_TASK TO CARRY OUT_
Go through the records and report each line holding the string "firefighter".

_RECORDS FOR THE TASK_
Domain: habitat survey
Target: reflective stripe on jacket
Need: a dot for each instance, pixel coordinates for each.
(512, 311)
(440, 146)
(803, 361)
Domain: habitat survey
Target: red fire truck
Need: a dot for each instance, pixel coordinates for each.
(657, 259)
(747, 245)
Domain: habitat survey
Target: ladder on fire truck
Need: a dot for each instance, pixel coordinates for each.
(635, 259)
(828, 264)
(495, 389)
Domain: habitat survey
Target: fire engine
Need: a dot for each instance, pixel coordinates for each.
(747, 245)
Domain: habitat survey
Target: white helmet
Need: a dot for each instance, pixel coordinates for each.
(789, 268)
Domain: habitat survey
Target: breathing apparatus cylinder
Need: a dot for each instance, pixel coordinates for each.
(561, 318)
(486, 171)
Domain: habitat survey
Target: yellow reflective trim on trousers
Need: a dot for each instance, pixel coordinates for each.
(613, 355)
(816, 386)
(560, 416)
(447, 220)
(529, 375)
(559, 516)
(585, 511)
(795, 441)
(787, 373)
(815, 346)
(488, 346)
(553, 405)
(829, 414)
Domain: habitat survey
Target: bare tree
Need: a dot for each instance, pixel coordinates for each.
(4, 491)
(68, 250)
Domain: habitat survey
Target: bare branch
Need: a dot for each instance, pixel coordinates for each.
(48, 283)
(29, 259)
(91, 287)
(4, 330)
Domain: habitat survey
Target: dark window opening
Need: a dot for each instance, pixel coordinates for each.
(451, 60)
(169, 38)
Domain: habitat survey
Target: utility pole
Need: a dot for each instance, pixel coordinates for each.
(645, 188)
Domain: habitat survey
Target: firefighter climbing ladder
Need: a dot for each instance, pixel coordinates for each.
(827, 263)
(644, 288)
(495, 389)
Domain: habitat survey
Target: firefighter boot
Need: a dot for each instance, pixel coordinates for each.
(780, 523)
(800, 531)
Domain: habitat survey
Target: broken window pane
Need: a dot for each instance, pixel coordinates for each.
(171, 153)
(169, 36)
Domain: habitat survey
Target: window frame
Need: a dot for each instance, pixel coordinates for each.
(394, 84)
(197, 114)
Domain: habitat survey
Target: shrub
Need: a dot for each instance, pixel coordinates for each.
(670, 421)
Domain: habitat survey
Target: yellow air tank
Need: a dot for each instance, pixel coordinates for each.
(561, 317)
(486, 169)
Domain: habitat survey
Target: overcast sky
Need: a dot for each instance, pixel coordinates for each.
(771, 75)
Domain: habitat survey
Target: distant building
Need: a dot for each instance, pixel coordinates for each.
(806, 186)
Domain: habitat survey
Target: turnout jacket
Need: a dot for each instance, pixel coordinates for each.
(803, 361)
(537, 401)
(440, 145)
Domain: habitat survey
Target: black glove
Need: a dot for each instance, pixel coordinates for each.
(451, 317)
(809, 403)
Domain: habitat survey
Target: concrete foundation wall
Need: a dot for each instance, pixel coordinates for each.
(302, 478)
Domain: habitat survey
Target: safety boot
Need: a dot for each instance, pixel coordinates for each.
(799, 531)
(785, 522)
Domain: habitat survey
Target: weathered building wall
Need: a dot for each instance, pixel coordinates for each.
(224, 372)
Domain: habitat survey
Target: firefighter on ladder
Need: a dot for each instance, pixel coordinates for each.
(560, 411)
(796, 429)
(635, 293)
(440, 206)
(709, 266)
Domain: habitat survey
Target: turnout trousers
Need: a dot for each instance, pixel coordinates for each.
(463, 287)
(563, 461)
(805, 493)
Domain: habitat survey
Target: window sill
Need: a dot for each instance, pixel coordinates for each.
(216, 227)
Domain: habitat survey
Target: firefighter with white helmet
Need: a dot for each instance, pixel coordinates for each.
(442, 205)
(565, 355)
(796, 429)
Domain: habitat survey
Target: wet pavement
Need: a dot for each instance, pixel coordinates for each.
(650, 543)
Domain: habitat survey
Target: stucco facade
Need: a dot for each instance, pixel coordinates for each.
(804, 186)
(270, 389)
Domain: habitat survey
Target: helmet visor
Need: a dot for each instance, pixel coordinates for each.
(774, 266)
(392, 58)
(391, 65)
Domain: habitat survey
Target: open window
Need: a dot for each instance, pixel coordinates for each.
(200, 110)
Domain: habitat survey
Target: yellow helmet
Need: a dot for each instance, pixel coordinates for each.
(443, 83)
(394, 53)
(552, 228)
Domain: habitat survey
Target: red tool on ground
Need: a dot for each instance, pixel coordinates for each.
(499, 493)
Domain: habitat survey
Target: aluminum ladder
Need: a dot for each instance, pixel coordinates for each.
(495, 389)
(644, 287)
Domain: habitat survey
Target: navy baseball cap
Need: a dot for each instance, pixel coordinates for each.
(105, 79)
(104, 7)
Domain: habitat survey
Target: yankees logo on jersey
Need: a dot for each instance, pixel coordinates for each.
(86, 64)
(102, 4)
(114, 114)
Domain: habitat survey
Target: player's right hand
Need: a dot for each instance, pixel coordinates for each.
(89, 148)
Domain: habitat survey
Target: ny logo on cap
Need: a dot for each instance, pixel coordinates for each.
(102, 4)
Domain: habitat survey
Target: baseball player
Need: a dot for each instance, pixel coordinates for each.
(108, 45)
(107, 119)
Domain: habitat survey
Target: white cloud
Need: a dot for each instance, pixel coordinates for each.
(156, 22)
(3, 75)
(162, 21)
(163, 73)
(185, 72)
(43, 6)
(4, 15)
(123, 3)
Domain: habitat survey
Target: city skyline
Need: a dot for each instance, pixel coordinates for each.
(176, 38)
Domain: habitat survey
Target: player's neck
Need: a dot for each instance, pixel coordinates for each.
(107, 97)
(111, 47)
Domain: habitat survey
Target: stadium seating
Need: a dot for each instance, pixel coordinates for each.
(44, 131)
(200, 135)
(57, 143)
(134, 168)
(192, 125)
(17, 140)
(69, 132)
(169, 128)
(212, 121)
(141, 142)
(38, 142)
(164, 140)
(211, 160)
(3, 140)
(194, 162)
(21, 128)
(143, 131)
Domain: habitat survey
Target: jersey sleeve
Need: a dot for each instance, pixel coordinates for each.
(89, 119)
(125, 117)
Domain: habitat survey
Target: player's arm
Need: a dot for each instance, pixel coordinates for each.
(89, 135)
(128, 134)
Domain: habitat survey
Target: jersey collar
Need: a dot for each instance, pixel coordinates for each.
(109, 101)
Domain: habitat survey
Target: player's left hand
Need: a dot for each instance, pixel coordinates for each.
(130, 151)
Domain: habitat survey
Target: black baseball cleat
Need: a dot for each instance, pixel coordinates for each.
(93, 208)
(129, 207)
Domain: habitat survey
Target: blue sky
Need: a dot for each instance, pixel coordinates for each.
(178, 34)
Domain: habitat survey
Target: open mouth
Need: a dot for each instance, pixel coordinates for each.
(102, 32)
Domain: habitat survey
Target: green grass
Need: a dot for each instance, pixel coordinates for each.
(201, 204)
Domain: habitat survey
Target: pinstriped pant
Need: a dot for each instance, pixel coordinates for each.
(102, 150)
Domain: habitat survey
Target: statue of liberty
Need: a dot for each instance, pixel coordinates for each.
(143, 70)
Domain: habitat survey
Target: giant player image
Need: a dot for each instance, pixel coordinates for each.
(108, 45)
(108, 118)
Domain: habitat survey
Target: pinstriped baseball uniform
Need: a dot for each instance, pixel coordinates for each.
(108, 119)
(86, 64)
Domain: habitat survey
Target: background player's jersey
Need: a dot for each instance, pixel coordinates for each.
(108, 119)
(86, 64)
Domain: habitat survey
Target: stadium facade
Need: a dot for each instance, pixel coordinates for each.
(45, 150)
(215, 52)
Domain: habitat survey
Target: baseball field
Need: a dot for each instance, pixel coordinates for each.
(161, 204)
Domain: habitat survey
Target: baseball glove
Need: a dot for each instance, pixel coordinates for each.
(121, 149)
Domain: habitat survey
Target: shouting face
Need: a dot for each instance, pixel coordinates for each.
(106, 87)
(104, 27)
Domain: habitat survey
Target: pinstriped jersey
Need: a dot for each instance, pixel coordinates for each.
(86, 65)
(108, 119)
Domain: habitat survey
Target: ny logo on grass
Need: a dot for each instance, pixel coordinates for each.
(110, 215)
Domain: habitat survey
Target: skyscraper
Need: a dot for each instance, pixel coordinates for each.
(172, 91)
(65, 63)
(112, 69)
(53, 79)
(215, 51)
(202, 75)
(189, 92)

_SOLVED PROBLEM_
Target: firefighter climbing ladder
Target: firefighter boot
Target: firefighter on ladder
Target: firefighter with white helmet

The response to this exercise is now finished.